Records contained in a dataset
——————

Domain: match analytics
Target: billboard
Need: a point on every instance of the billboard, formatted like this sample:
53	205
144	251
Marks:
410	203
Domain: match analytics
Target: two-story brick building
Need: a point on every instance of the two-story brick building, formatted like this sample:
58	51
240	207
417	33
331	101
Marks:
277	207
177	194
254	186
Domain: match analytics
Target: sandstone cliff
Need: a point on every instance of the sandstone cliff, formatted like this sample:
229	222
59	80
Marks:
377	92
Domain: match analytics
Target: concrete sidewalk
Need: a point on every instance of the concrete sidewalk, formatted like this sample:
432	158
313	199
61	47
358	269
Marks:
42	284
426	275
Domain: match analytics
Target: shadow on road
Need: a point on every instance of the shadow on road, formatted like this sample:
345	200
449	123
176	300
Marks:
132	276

——————

> WHAT YOU NEED TO DO
Find the lines above that include the string "sample" and copy them.

> OUTPUT BELOW
Need: a point on every instance of the billboard, formatted like this sample:
Need: a point on every instance of the two-story brick building, formatted like this sample:
Need: a point on every instance of the sandstone cliff, formatted like this sample:
Need: a point on every instance of the concrete sidewalk, formatted like this sample:
Need: a point on every instance of the shadow on road, formatted like this sample:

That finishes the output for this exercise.